WORK TO BE COMPLETED =
Restate each of the lines given below, word for word.

MATERIAL SUPPLIED =

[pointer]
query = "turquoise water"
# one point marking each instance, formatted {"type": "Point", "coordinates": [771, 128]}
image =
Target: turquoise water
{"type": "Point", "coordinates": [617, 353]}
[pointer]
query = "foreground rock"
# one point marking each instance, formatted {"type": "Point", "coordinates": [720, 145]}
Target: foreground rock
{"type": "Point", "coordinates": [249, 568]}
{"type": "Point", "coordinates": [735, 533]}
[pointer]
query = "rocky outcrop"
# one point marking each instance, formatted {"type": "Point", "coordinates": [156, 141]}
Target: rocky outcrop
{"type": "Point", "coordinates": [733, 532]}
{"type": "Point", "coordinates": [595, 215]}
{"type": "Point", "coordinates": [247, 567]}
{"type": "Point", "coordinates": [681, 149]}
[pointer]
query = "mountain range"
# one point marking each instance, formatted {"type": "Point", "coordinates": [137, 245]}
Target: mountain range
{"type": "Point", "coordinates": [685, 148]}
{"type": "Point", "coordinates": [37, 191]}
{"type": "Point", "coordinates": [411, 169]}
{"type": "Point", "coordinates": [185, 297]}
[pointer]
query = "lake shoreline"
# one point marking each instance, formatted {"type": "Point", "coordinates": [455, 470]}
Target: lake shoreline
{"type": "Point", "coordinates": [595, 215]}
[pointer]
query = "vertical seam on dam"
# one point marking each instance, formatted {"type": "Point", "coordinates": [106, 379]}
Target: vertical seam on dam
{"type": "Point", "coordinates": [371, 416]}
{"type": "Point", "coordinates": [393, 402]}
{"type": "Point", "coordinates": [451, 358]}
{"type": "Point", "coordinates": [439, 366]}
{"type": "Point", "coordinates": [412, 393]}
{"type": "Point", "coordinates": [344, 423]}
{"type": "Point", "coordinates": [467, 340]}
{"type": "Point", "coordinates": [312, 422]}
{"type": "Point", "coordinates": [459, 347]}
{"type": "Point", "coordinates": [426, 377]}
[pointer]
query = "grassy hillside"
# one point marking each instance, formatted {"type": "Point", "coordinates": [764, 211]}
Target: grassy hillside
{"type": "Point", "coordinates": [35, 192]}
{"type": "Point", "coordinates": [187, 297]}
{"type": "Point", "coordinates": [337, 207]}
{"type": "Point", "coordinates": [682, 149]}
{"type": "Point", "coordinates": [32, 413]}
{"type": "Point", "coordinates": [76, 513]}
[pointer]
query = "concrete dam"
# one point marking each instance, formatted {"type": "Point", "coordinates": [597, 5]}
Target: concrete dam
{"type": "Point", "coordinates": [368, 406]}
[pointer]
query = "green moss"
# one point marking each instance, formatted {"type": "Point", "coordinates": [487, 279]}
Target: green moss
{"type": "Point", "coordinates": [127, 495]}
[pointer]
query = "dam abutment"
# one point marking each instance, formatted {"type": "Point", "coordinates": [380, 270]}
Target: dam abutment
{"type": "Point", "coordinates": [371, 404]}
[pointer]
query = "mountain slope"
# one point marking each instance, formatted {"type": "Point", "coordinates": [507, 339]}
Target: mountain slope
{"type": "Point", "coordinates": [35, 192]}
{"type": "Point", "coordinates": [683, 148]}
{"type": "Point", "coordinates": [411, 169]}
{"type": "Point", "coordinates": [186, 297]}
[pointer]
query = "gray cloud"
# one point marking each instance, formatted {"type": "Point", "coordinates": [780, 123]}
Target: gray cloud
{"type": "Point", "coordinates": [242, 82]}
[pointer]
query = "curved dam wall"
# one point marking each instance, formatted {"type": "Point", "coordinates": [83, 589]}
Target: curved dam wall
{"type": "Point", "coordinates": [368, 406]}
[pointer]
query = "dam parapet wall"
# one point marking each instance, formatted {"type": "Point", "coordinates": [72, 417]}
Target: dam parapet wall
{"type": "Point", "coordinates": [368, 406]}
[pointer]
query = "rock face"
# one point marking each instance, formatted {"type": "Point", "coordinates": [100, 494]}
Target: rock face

RESULT OF THE TASK =
[pointer]
query = "turquoise water"
# one point marking each instance, formatted {"type": "Point", "coordinates": [771, 128]}
image =
Target: turquoise water
{"type": "Point", "coordinates": [617, 353]}
[pointer]
query = "foreground rock"
# one point marking each instance, formatted {"type": "Point", "coordinates": [720, 145]}
Target: foreground rock
{"type": "Point", "coordinates": [249, 568]}
{"type": "Point", "coordinates": [735, 533]}
[pointer]
query = "rocky outcrop"
# one point marking each instance, formatted {"type": "Point", "coordinates": [156, 141]}
Target: rocky outcrop
{"type": "Point", "coordinates": [733, 532]}
{"type": "Point", "coordinates": [595, 215]}
{"type": "Point", "coordinates": [247, 567]}
{"type": "Point", "coordinates": [681, 149]}
[pointer]
query = "mountain range"
# one point marking each instance, formatted {"type": "Point", "coordinates": [137, 245]}
Target: mountain range
{"type": "Point", "coordinates": [685, 148]}
{"type": "Point", "coordinates": [37, 191]}
{"type": "Point", "coordinates": [411, 169]}
{"type": "Point", "coordinates": [185, 297]}
[pointer]
query = "lake shoreline"
# one point marking each instance, formatted {"type": "Point", "coordinates": [455, 470]}
Target: lake shoreline
{"type": "Point", "coordinates": [595, 215]}
[pointer]
query = "vertical seam on dam"
# one point marking each instance, formatted {"type": "Point", "coordinates": [106, 379]}
Target: vertical seam on dam
{"type": "Point", "coordinates": [371, 416]}
{"type": "Point", "coordinates": [393, 402]}
{"type": "Point", "coordinates": [451, 358]}
{"type": "Point", "coordinates": [439, 366]}
{"type": "Point", "coordinates": [412, 393]}
{"type": "Point", "coordinates": [344, 423]}
{"type": "Point", "coordinates": [467, 340]}
{"type": "Point", "coordinates": [312, 422]}
{"type": "Point", "coordinates": [459, 347]}
{"type": "Point", "coordinates": [426, 377]}
[pointer]
query = "grassy hillside"
# one point marking each instance, formatted {"type": "Point", "coordinates": [764, 211]}
Target: grassy hillside
{"type": "Point", "coordinates": [35, 192]}
{"type": "Point", "coordinates": [187, 297]}
{"type": "Point", "coordinates": [337, 207]}
{"type": "Point", "coordinates": [682, 149]}
{"type": "Point", "coordinates": [32, 413]}
{"type": "Point", "coordinates": [76, 513]}
[pointer]
query = "concrete dam"
# one point marking each instance, formatted {"type": "Point", "coordinates": [597, 5]}
Target: concrete dam
{"type": "Point", "coordinates": [368, 406]}
[pointer]
query = "green moss"
# one point marking each instance, formatted {"type": "Point", "coordinates": [487, 279]}
Target: green moss
{"type": "Point", "coordinates": [127, 495]}
[pointer]
query = "dam abutment"
# one point marking each instance, formatted {"type": "Point", "coordinates": [380, 270]}
Target: dam abutment
{"type": "Point", "coordinates": [371, 404]}
[pointer]
query = "mountain slope"
# one point marking each instance, formatted {"type": "Point", "coordinates": [507, 339]}
Target: mountain slope
{"type": "Point", "coordinates": [35, 192]}
{"type": "Point", "coordinates": [683, 148]}
{"type": "Point", "coordinates": [411, 169]}
{"type": "Point", "coordinates": [186, 297]}
[pointer]
query = "gray cloud"
# one point marking each instance, formatted {"type": "Point", "coordinates": [780, 123]}
Target: gray cloud
{"type": "Point", "coordinates": [242, 82]}
[pointer]
query = "curved dam wall"
# one point marking each instance, formatted {"type": "Point", "coordinates": [83, 589]}
Target: curved dam wall
{"type": "Point", "coordinates": [368, 406]}
[pointer]
query = "dam parapet wall"
# one point marking each instance, formatted {"type": "Point", "coordinates": [72, 417]}
Target: dam parapet wall
{"type": "Point", "coordinates": [368, 406]}
[pointer]
query = "rock face"
# one point marking each instance, formatted {"type": "Point", "coordinates": [100, 494]}
Target: rock face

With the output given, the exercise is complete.